目的 1:
保存済み項目の一覧にある行をすべて、一字も変えずに抽出してください。ただし、画像は含めないでください。

引用文:
▬▬▬▬▬▬▬▬▬▬

頂戴しましたイラストレーターのパスをとって製作データになります。2つのデザインを3か所に押すことになります。

器データ
焼印を押す木製の器に関するデータになります。

上の図は実際に焼印を押す木製の器の製作データになります。今回の器は木工旋盤によって加工精度が高く作られるために曲面の焼印を作る事になりました。
実際に、焼印の製作データを作る場合には下記の2つの方法があります。

▬▬▬▬▬▬▬▬▬▬

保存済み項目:

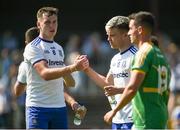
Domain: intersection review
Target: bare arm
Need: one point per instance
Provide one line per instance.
(69, 80)
(71, 101)
(99, 79)
(129, 92)
(54, 73)
(19, 88)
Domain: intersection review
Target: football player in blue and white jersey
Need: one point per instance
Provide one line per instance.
(45, 104)
(119, 72)
(20, 85)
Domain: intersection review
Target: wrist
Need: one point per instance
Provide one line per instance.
(72, 68)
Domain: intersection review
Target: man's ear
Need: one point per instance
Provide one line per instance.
(38, 24)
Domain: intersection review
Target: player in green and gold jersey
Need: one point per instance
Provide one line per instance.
(150, 77)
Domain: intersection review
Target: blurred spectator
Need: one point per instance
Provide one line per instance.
(176, 117)
(9, 41)
(5, 61)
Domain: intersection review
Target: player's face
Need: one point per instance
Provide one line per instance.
(115, 37)
(48, 26)
(133, 32)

▬▬▬▬▬▬▬▬▬▬

目的 2:
焼印の製作に関する引用文のうち、「頂戴しましたイラストレーター」から始まり「実際に、焼印の製作データを作る場合には下記の2つの方法があります。」までの部分を、「木工旋盤」を「ろくろ」に変更したうえで示してください。

正解 1:
Domain: intersection review
Target: bare arm
Need: one point per instance
Provide one line per instance.
(69, 80)
(71, 101)
(99, 79)
(129, 92)
(54, 73)
(19, 88)
Domain: intersection review
Target: football player in blue and white jersey
Need: one point per instance
Provide one line per instance.
(45, 104)
(119, 72)
(20, 85)
Domain: intersection review
Target: wrist
Need: one point per instance
Provide one line per instance.
(72, 68)
Domain: intersection review
Target: man's ear
Need: one point per instance
Provide one line per instance.
(38, 24)
Domain: intersection review
Target: player in green and gold jersey
Need: one point per instance
Provide one line per instance.
(150, 77)
Domain: intersection review
Target: blurred spectator
Need: one point per instance
Provide one line per instance.
(176, 117)
(9, 41)
(5, 61)
Domain: intersection review
Target: player's face
Need: one point per instance
Provide one line per instance.
(115, 37)
(48, 26)
(133, 32)

正解 2:
頂戴しましたイラストレーターのパスをとって製作データになります。2つのデザインを3か所に押すことになります。

器データ
焼印を押す木製の器に関するデータになります。

上の図は実際に焼印を押す木製の器の製作データになります。今回の器はろくろによって加工精度が高く作られるために曲面の焼印を作る事になりました。
実際に、焼印の製作データを作る場合には下記の2つの方法があります。